JOB 1: In the rows below, take the part that opens with the line containing "the forest floor" and runs through the last row, and write those lines out again with the requests included, adding -72 to every coordinate value in the answers. Leave the pictures out.
--- Start DOCUMENT TEXT ---
OmarEdExcel
Badges: 9
Rep:
?
#1
Report Thread starter 1 year ago
#1
Hello TSR,

I hope you are all alright. I have recently encountered a problem with the ionisation energies of Potassium.

Here is the question in the paper January 2017

http://prntscr.com/lww2x8

This is the mark schemes http://prntscr.com/lwvzqv

1 - What I don't understand is, why an electron is removed from 3s rather than 3p?

2. Why from 2p rather than 3s?

3. Why from 1s rather than 2p?

Isn't the electronic configuration of Potassium using subshell notation as follows:

1s2, 2s2, 2p6, 3s2, 3p6, 4s1

And since it is, isn't it supposed that the electrons are knocked out horizontally, from right to left? Meaning that 4s will be knocked out before 3p, 3p before 3s, 3s before 2p and 2s before 1s?

And by the way, if the subshells are arranged in increasing order of ionisation energy ( downwards ) as follows :

1s,
2s, 2p
3s, 3p, 3d
4s, 4p, 4d , 4f
5s, 5p, 5d, 5f
6s, 6p, 6d,
7s

Why the electronic configuration only includes s and p notation without any of the d and f ? For example, why potassium isn't :

1s2, 2s2, 2p6, 3s2, 3p6, 3d1?

Thank you in advance, your cooperation will be highly appreciated.

Best Regards,
OmarEdExcel.
Last edited by OmarEdExcel; 1 year ago
0
reply
BobbJo
Badges: 12
Rep:
?
#2
Report 1 year ago
#2
(Original post by OmarEdExcel)
Hello TSR,

I hope you are all alright. I have recently encountered a problem with the ionisation energies of Potassium.
--- End DOCUMENT TEXT ---
JOB 2:
Answer these about the forum thread on potassium ionization energies:
(a) Which exam paper is the question from?
(b) What electronic configuration in subshell notation does the poster give for potassium?
(c) Which forum does the poster greet at the start?
--- Start EXTRACTED MATERIAL ---
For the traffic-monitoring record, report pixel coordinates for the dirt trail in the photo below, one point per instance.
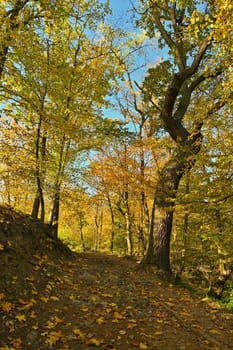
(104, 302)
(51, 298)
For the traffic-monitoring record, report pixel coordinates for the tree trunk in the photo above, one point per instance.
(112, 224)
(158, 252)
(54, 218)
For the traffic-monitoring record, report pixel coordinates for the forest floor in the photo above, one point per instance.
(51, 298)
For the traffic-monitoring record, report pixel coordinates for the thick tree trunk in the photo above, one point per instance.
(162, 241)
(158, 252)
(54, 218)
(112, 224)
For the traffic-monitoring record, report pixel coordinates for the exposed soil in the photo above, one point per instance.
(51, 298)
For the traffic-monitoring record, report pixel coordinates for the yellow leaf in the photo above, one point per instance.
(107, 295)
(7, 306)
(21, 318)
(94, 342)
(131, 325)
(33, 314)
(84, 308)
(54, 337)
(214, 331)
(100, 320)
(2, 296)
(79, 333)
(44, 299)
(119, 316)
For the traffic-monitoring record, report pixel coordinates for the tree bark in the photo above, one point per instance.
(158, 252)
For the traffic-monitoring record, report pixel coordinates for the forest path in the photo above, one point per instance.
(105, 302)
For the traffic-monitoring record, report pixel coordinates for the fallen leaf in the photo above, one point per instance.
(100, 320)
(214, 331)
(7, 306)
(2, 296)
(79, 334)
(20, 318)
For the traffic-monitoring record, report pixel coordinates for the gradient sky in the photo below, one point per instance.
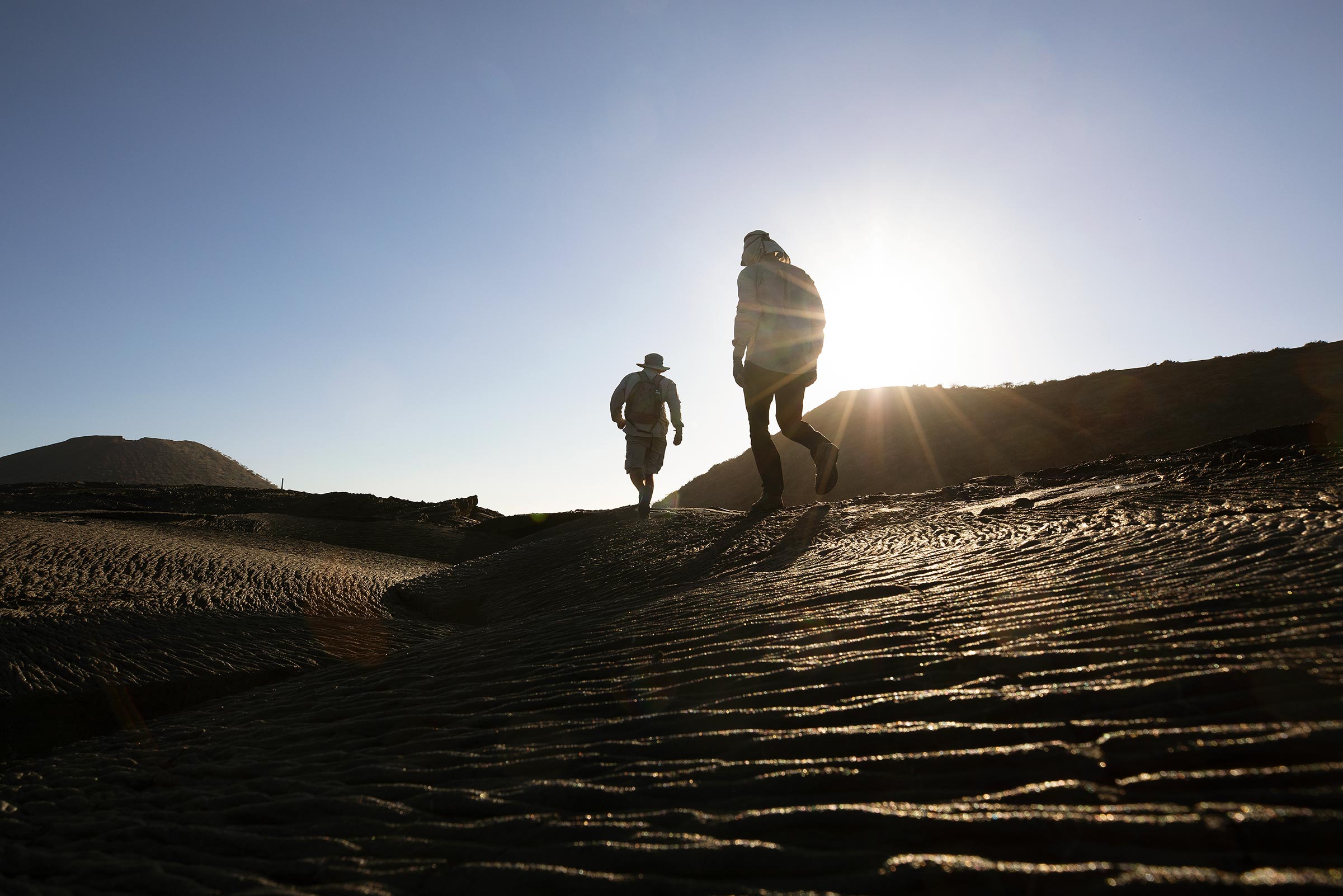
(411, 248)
--- End EXTRACTED MATERIAL ---
EXERCISE SOLUTION 1:
For the traffic-monitoring record, report pixel coordinates for the forest floor in the photo above, one point per instance.
(-21, 226)
For the traffic-monitoring record, report pixel coordinates for the thick tree trunk in the photo above, one point per instance.
(90, 169)
(86, 180)
(-18, 146)
(40, 152)
For the traffic-monitoring record, report pixel coordinates for the exposed soil in the photo above, one point per instance.
(-21, 226)
For the traffic-monitoring record, report pixel coordinates for the yellow leaf in the photo above, one point per instance.
(35, 223)
(-65, 234)
(-51, 246)
(22, 270)
(59, 253)
(-39, 242)
(12, 236)
(-18, 265)
(142, 259)
(28, 248)
(-70, 224)
(7, 261)
(-28, 227)
(47, 244)
For the traffic-monitoring record, report pixel coordinates for the tree bark in the photo above, one point per instance.
(86, 180)
For the traffic-monitoring record, report pixel coordinates for the forest path in the photo above, one point per instance.
(33, 230)
For the traffic-monitoring record, report pixel coordinates for the fallen leaf in the photo above, one point per instance.
(28, 248)
(142, 259)
(-65, 234)
(-70, 224)
(7, 262)
(-52, 246)
For the traffic-monitoring record, report pixel coordinates for the gradient sky in the photo below, one point per instance.
(339, 176)

EXERCISE SOLUTION 2:
(a) January 2017
(b) 1s2, 2s2, 2p6, 3s2, 3p6, 4s1
(c) TSR